### Data taken from a collection
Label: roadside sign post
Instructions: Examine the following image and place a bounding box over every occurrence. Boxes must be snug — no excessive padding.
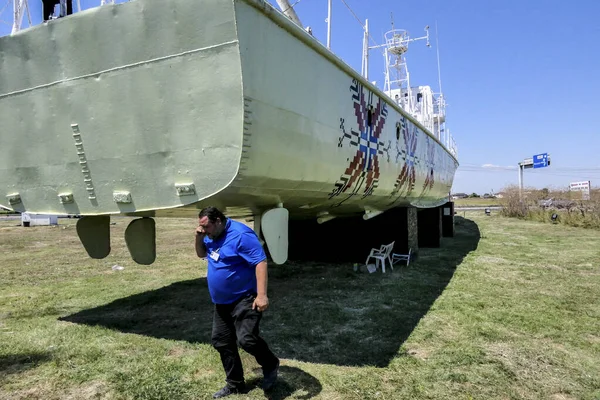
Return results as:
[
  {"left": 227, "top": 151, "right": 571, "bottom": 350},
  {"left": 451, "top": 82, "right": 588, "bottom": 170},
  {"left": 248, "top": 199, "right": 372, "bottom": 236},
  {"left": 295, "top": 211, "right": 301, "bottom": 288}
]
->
[
  {"left": 518, "top": 153, "right": 550, "bottom": 199},
  {"left": 569, "top": 181, "right": 591, "bottom": 200}
]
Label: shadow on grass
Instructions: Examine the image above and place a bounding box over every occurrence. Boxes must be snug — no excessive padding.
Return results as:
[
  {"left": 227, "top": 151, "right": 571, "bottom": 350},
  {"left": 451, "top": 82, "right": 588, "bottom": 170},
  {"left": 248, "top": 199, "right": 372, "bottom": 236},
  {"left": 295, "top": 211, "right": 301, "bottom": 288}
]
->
[
  {"left": 246, "top": 365, "right": 322, "bottom": 400},
  {"left": 62, "top": 217, "right": 480, "bottom": 367},
  {"left": 0, "top": 352, "right": 51, "bottom": 381}
]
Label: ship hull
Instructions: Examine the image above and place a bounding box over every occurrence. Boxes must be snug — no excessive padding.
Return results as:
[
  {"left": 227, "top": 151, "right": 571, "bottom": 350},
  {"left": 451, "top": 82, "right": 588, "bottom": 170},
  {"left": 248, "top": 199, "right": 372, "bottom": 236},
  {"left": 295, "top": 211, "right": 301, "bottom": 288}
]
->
[{"left": 0, "top": 0, "right": 458, "bottom": 218}]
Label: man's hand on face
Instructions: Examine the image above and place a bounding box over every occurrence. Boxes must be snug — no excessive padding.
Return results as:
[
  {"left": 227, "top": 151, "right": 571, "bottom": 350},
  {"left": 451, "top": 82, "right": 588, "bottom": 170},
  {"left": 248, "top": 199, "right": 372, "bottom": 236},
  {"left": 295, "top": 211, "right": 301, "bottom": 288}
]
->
[{"left": 252, "top": 296, "right": 269, "bottom": 312}]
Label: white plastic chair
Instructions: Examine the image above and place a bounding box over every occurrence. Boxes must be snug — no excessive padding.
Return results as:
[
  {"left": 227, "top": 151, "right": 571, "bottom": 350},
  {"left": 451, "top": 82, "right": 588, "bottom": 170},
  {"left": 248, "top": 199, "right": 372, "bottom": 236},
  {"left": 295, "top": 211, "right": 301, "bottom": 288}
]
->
[
  {"left": 365, "top": 242, "right": 395, "bottom": 273},
  {"left": 392, "top": 249, "right": 412, "bottom": 267}
]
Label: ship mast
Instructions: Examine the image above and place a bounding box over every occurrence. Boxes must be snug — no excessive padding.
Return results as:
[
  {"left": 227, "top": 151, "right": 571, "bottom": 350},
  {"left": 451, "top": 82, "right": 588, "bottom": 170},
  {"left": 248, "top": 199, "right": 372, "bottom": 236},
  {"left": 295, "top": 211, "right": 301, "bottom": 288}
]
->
[{"left": 277, "top": 0, "right": 304, "bottom": 29}]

### GIVEN INSTRUCTION
Copy every one of the records above word for word, but leave out the pictures.

### WRITTEN REPLY
Label: roadside sign post
Instructions: Examine the following image and place a bounding box over every occurrence. Boxes must be snug — no excessive padding.
Return results as:
[
  {"left": 227, "top": 151, "right": 571, "bottom": 350},
  {"left": 451, "top": 82, "right": 588, "bottom": 170},
  {"left": 248, "top": 199, "right": 372, "bottom": 236},
  {"left": 295, "top": 211, "right": 301, "bottom": 288}
]
->
[
  {"left": 518, "top": 153, "right": 550, "bottom": 199},
  {"left": 569, "top": 181, "right": 591, "bottom": 200}
]
Label: shadow on grass
Instructions: Examine the image above and place a bounding box over every occurrence. Boxes must be snug — no excessive padding.
Return results as:
[
  {"left": 227, "top": 151, "right": 571, "bottom": 350},
  {"left": 451, "top": 82, "right": 588, "bottom": 170},
  {"left": 248, "top": 199, "right": 372, "bottom": 236},
  {"left": 295, "top": 211, "right": 301, "bottom": 288}
]
->
[
  {"left": 246, "top": 365, "right": 322, "bottom": 400},
  {"left": 62, "top": 217, "right": 480, "bottom": 367},
  {"left": 0, "top": 352, "right": 51, "bottom": 381}
]
Label: ship hull
Instructions: Examine the image above and place a bounding box over every occurrence. Boxes must be snug — no excessive padding.
Return results as:
[
  {"left": 227, "top": 151, "right": 571, "bottom": 350},
  {"left": 451, "top": 82, "right": 588, "bottom": 170},
  {"left": 248, "top": 199, "right": 372, "bottom": 236},
  {"left": 295, "top": 211, "right": 301, "bottom": 288}
]
->
[{"left": 0, "top": 0, "right": 458, "bottom": 218}]
Label: man's hand on face
Instructions: Examine the image above and place a bounding box over every occurrence. Boxes must be snug — no excessive padding.
Return results as:
[
  {"left": 227, "top": 151, "right": 571, "bottom": 350},
  {"left": 451, "top": 82, "right": 588, "bottom": 170},
  {"left": 248, "top": 199, "right": 372, "bottom": 236},
  {"left": 295, "top": 211, "right": 301, "bottom": 288}
]
->
[{"left": 252, "top": 296, "right": 269, "bottom": 312}]
Label: white plastic chair
Instructions: Examine the image above and place a bounding box over every occurrence. Boxes must be snug — no excessive padding.
Return results as:
[
  {"left": 227, "top": 151, "right": 571, "bottom": 350},
  {"left": 451, "top": 82, "right": 588, "bottom": 170},
  {"left": 248, "top": 199, "right": 372, "bottom": 236},
  {"left": 295, "top": 211, "right": 301, "bottom": 288}
]
->
[
  {"left": 365, "top": 242, "right": 395, "bottom": 273},
  {"left": 392, "top": 249, "right": 412, "bottom": 267}
]
Label: ship mast
Instructions: Examine the image above and place a bounding box over every occurrence. Boxes must be snug — no excessive padding.
Return results as:
[
  {"left": 227, "top": 151, "right": 571, "bottom": 350},
  {"left": 451, "top": 82, "right": 588, "bottom": 170},
  {"left": 248, "top": 199, "right": 372, "bottom": 236},
  {"left": 295, "top": 211, "right": 301, "bottom": 288}
]
->
[{"left": 277, "top": 0, "right": 304, "bottom": 29}]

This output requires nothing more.